■ The task
Find every line in the rows that contains the word "denim", and copy each one.

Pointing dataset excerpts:

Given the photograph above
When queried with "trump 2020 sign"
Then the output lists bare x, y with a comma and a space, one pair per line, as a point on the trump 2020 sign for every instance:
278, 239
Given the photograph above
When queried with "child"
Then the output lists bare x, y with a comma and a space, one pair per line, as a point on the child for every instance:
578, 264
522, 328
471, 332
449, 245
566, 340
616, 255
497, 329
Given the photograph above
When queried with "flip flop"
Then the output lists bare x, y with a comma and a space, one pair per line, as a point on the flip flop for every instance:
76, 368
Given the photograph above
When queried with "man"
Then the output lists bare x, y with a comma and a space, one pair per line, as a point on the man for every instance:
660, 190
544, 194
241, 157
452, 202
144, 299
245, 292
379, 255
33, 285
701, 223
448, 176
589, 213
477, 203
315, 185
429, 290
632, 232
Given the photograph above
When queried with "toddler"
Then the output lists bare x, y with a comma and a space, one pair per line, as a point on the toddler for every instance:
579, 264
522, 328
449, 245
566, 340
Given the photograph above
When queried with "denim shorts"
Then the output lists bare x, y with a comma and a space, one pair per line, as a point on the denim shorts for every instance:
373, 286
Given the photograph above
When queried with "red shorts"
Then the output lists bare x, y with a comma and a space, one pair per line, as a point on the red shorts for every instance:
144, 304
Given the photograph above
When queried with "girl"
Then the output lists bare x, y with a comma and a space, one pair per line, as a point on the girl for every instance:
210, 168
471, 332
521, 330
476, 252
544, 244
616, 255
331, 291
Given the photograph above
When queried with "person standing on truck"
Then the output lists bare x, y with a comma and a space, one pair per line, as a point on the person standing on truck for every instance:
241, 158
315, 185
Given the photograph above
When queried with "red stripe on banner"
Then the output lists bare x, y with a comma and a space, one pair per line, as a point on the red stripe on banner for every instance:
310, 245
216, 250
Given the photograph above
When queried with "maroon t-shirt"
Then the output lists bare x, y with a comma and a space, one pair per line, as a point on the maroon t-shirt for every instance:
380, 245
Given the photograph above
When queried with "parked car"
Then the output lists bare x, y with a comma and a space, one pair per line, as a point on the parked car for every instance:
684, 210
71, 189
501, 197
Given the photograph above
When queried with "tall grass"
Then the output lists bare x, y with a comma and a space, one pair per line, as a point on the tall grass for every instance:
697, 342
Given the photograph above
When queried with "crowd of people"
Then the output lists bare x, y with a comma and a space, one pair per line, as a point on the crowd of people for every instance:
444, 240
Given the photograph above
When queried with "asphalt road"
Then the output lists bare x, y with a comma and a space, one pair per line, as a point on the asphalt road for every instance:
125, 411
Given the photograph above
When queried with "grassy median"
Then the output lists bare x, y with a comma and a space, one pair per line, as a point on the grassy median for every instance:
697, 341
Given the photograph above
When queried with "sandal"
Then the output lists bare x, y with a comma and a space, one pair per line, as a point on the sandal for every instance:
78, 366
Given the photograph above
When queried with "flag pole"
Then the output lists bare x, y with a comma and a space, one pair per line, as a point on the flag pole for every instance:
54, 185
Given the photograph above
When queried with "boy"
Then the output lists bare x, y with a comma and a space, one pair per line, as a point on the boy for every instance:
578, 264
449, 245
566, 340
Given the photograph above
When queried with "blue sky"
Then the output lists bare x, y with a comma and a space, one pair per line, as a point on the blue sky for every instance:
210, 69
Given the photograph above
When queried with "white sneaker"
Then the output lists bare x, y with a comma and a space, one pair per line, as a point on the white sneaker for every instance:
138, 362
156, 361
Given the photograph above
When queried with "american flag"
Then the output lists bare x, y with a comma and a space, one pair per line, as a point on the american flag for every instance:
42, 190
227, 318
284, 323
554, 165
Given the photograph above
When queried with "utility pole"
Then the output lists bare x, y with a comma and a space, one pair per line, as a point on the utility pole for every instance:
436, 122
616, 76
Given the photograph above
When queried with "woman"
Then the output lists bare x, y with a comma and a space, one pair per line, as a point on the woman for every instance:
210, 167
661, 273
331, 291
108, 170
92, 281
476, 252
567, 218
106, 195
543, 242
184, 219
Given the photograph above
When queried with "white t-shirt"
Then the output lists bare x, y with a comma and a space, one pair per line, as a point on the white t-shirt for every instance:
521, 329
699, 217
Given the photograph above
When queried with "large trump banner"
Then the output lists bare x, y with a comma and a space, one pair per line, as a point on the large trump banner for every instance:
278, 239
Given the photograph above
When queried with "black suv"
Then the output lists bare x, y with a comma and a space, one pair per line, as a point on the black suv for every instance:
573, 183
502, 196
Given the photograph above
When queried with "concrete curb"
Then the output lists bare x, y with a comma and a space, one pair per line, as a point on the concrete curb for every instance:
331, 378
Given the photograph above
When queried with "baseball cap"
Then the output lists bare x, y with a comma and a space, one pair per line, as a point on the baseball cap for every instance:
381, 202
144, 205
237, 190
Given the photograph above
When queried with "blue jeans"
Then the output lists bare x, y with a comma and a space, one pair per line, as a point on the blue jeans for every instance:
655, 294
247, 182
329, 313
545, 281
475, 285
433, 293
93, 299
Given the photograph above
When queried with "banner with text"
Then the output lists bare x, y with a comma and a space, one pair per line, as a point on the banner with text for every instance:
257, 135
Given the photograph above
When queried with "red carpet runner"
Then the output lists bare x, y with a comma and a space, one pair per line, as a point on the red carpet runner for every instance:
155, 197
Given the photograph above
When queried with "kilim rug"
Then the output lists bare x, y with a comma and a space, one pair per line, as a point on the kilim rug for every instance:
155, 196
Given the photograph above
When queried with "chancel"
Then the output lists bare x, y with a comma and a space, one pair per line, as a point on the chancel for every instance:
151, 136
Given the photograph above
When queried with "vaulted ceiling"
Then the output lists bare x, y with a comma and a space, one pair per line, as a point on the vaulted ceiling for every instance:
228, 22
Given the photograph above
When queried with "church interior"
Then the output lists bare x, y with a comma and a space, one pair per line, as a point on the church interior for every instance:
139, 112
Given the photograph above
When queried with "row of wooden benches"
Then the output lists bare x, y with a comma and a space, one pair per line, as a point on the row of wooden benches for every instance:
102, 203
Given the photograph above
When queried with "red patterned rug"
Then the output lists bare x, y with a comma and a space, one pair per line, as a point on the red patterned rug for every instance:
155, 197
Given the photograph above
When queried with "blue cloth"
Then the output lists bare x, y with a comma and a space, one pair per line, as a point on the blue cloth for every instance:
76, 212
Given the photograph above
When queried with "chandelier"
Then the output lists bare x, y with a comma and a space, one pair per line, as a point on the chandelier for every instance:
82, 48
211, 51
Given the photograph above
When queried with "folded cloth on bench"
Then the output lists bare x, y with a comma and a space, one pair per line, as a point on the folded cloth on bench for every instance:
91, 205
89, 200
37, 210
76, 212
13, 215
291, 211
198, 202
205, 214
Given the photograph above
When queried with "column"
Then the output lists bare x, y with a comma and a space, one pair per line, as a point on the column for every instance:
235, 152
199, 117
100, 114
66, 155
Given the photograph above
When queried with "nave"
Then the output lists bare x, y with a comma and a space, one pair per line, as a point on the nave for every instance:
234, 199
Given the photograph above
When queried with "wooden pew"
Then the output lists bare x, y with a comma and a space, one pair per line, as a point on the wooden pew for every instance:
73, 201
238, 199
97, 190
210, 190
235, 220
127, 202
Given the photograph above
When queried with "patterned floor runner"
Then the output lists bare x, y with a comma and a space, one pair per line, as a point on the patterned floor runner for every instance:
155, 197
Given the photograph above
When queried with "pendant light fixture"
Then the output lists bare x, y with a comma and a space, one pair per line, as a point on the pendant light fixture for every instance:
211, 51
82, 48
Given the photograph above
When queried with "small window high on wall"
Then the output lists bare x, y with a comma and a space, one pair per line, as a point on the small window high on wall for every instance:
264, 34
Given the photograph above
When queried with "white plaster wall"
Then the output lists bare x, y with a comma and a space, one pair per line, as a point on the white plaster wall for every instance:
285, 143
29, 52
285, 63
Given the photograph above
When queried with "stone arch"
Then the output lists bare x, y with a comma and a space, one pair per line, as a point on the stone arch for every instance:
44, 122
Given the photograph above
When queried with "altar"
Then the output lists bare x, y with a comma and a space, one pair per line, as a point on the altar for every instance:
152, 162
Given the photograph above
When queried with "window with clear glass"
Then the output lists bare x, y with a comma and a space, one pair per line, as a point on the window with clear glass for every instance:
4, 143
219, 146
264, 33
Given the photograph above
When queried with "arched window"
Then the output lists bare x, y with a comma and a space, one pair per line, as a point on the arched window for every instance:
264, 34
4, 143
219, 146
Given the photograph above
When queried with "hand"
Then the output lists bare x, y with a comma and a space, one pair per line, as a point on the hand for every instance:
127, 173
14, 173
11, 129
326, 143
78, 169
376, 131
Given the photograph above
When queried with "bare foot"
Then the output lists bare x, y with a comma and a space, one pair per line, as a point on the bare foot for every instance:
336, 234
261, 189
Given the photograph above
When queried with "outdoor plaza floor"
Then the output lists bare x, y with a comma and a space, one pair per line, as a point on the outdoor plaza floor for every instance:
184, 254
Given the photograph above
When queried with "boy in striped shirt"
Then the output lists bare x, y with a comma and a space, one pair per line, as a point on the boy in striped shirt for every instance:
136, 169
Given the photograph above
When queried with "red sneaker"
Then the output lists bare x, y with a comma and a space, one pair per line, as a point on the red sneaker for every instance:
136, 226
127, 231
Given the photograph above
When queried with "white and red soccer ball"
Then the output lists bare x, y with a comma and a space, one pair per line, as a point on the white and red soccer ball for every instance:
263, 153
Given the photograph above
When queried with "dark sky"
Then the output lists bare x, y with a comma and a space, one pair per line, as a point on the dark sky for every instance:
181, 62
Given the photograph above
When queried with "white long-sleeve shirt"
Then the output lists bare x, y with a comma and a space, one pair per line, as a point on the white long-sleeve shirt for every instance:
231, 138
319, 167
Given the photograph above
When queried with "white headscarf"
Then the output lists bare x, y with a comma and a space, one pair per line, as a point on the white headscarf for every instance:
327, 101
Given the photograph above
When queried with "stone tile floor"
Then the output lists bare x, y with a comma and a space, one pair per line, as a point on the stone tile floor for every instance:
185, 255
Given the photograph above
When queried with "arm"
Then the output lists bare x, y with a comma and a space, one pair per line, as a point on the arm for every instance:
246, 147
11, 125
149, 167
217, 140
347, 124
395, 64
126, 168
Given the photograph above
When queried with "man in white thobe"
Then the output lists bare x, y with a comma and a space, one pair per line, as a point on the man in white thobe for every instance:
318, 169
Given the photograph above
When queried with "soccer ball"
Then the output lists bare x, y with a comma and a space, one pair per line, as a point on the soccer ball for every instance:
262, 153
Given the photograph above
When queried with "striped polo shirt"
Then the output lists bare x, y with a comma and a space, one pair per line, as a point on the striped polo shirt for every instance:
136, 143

■ The response
When queried with "denim shorts"
Then the output lists bare x, y with a comma and a space, one pair per line, as a point on the denim shorts for every instance:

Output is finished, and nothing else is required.